BEGIN Page text

In accordance with the invention, compositions comprising, as an active ingredient, an effective amount of the cysteamine compound and one or more non-toxic, pharmaceutically acceptable carrier or diluent. Examples of such carriers for use in the invention include ethanol, dimethyl sulfoxide, glycerol, silica, alumina, starch, sorbitol, inosital, xylitol, D-xylose, manniol, powdered cellulose, microcrystalline cellulose, talc, colloidal silicon dioxide, calcium carbonate, magnesium cabonate, calcium phosphate, calcium aluminium silicate, aluminium hydroxide, sodium starch phosphate, lecithin, and equivalent carriers and diluents.

To provide for the administration of such dosages for the desired therapeutic treatment, compositions of the invention for treating and/or attenuating the progress of PD will typically comprise between about 0.1% and 95%, of the total composition including carrier or diluent. The dosage used can be varied based upon the age, weight, health, or the gender of the individual to be treated.

In certain embodiments of the invention, a patient is assessed to identify the risk of developing PD prior to the concurrent administration of a cysteamine compound and at least one additional therapeutic agent (i.e., general wellness maintenance, physiotherapy, exercise, nutrition, administration of agents such as catechol-O-methyl transferase (COMT) inhibitors (such as entacapone, tolcapone, nitecapone); dopamine agonists (such as pramipexole, ropinerole, bromocriptine, and pergolide); amantadine; benztropine; trihexyphenydil; deprenyl; and L-DOPA alone or in combination with carbidopa or benserazide). Various markers have recently been identified as important markers that predate the clinical onset of PD.

Various markers have recently been identified as important markers that predate the clinical onset of PD. For example, assessment of induction of alpha-synuclein expression in skin fibroblasts, mean alpha-synuclein value in cerebral spinal fluid, as well as multianalyte profile (MAP) of tau, BDNF, interleukin 8, Abeta42, beta2-microglobulin, vitamin D binding protein, apolipoprotein (apo)) AII, and apoE, have all been implicated as being effective in identifying PD before disease or symptom manifestation (Graeber, “Biomarkers for Parkinson's Disease,” Exp Neurology, 216(2):2009:249-253 (2009)). Heredity is another factor that can be used, alone or in combination, to determine whether an at-risk patient is predisposed to developing PD. Such methods for identifying at-risk patients for PD can be used in accordance with the subject invention.

END Page text

#### [Parts of the exercise]
(A) According to the cysteamine passage, what share of the total composition do compositions for treating or slowing PD typically make up?
(B) Please pick up the cysteamine passage after its last sentence and carry it on.

BEGIN Extracted records

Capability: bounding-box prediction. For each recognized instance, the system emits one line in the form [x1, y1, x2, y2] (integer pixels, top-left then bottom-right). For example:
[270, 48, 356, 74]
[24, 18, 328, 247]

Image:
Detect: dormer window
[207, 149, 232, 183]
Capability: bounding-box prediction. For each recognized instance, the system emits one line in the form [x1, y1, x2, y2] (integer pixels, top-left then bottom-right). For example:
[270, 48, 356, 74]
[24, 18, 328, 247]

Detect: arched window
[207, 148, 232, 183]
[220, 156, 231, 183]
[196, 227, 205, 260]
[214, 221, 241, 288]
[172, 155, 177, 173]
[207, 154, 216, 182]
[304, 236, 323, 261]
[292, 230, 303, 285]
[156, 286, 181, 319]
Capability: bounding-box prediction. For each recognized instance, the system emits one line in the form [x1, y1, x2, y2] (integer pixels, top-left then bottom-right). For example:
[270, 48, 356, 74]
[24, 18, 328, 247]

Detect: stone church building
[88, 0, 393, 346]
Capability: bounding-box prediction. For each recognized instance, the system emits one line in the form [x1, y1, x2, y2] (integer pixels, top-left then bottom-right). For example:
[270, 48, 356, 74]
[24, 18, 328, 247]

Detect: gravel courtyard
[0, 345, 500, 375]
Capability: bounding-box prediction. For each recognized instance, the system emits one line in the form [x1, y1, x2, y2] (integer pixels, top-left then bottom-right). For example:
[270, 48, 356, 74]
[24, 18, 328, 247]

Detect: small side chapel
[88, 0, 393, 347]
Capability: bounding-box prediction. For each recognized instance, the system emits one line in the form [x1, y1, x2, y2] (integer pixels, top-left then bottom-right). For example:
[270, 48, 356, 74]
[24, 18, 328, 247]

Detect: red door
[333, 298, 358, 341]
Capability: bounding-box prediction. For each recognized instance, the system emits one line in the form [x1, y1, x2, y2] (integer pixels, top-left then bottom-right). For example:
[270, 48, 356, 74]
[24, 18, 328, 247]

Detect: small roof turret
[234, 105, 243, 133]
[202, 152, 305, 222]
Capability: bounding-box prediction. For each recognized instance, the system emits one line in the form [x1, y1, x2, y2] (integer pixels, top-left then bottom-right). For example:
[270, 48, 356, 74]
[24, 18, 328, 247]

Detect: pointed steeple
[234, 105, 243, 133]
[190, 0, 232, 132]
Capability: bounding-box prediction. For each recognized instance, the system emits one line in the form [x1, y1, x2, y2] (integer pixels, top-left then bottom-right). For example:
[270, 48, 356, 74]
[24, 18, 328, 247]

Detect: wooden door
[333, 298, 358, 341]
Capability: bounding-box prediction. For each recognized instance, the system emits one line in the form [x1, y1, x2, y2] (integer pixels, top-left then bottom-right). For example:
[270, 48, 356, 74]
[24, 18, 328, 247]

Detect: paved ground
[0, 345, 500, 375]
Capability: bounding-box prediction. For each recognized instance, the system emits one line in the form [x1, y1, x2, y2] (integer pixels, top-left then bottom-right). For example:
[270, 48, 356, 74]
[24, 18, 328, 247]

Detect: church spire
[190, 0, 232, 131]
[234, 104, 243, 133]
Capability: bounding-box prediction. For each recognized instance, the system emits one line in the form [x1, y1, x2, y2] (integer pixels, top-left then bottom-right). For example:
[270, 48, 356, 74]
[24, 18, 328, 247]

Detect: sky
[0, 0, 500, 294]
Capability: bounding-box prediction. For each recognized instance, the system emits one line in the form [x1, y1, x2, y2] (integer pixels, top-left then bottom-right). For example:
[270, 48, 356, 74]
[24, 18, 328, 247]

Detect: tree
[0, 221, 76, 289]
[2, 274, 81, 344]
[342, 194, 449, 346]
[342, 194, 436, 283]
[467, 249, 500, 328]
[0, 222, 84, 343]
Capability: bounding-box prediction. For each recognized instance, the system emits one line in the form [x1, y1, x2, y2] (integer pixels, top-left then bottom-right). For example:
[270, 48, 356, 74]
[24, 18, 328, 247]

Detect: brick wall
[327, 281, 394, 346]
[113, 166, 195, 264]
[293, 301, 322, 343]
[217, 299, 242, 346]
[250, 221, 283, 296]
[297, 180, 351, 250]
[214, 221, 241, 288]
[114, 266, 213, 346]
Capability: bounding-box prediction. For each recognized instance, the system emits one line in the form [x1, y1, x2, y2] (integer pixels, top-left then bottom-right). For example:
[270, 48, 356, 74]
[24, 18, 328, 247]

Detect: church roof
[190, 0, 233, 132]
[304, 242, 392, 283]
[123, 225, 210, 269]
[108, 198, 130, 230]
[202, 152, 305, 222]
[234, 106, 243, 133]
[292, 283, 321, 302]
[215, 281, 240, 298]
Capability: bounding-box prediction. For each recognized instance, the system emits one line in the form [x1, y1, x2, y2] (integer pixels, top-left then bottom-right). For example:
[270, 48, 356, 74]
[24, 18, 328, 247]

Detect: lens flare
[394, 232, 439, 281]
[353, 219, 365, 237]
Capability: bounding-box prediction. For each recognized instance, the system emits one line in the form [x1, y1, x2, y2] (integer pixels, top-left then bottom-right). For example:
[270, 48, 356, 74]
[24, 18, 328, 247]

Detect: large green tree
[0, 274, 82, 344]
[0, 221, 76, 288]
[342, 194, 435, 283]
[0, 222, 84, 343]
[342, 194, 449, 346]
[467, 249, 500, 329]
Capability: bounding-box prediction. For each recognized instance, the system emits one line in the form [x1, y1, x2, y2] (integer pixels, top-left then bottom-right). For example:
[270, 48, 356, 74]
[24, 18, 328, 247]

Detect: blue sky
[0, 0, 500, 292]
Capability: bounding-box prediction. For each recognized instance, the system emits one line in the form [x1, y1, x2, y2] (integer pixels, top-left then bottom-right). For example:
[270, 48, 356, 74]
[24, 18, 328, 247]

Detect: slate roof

END Extracted records

#### [Responses in order]
(A) Between about 0.1% and 95% of the total composition, including carrier or diluent.

(B)
In one embodiment, the dosage of a cysteamine compound administered to a patient to treat and/or attenuate the progress of PD is about 1 mg/kg of body weight to about 100 mg/kg of body weight per day. Preferably, cysteamine, or a salt thereof, is administered daily at less than about 50 mg/kg of body weight to treat and/or attenuate the progress of PD. Even more preferably, less than about 20 mg/kg of body weight of cysteamine, or a salt thereof, is administered daily to a patient to treat and/or attenuate the progress of PD.

Following are examples that illustrate procedures for practicing the invention. These examples should not be construed as limiting. All percentages are by weight and all solvent mixture proportions are by volume unless otherwise noted.

Materials and Methods

Drugs and Chemicals

1-methyl-4-phenyl-1,2,3,6-tetrahydropyridine hydrochloride (MPTP-HCl), dopamine standard, diaminobenzidine tetrahydrochloride (DAB), 2′,7′-dichlorodihydrofluorescein diacetate (DCDHF-DA), Rabbit anti-tyrosine hydroxylase (TH) affinity purified monoclonal antibody were procured from Sigma-Aldrich. Cysteamine was procured from Walcom-biochem Inc. HPLC-grade acetonitrile and methanol was bought from Fisher Science China. Brain-derived neurotrophic factors (BDNF) was purchased from XiTang Biological Technology (Shanghai, China). Glutathione kit was purchased from Beyotime Institute of Biotechnology (Guangzhou, China). Thiobarbituric acid and superoxide dismutase were obtained from Nanjing Jiancheng Institute of Biological Engineering.

Animal and Treatment of Cysteamine and MPTP-HCl

Adult male C57/BL mice were purchased from the Animal Center at the Chinese Academy of Sciences in Beijing, and housed five per cage in a light and temperature-controlled room. They were allowed free access to standard food and water ad libitum. All experimental procedures were in accordance with the Guide for the Care and Use of Laboratory Animals (NIH publications Nos. 80-23, revised 1996) and were approved by the institutional animal experimental ethical committee.

C57/BL mice weighted 20-22 g were used. Mice were treated with cysteamine and/or induced by MPTP fresh preparations according to the group assignments. Group assignments (n=8/group) were as follows: (1) saline (control) group, (2) MPTP alone (see below), (3) cysteamine (CS) 20 mg/kg/d alone for two weeks, (4) CS 75 mg/kg/d alone for two weeks, (5) CS 20 mg/kg/d for total 14 days and MPTP was given from day 5 to 9, (6) CS 75 mg/kg/d for total 14 days and MPTP was given from day 5 to 9, (7) simultaneous administration of MPTP and CS 20 mg/kg/d for 5 days followed by CS for additional 9 days, (8) simultaneous administration of MPTP and CS 75 mg/kg/d for 5 days followed by CS for additional 9 days. The control group was injected with 0.9% saline. MPTP (20 mg/kg) was intraperitoneally (i.p.) injected into the mice twice daily at an interval of 12 hrs for the initial 2 days and once per day on day 3-5 (Tremblay et al., “Neuroprotective effects of cystamine in aged parkinsonian mice,” Neurobiol Aging. 27:862-870 (2006)). CS (20 mg/kg/d and 75 mg/kg/day were injected alone for 14 days.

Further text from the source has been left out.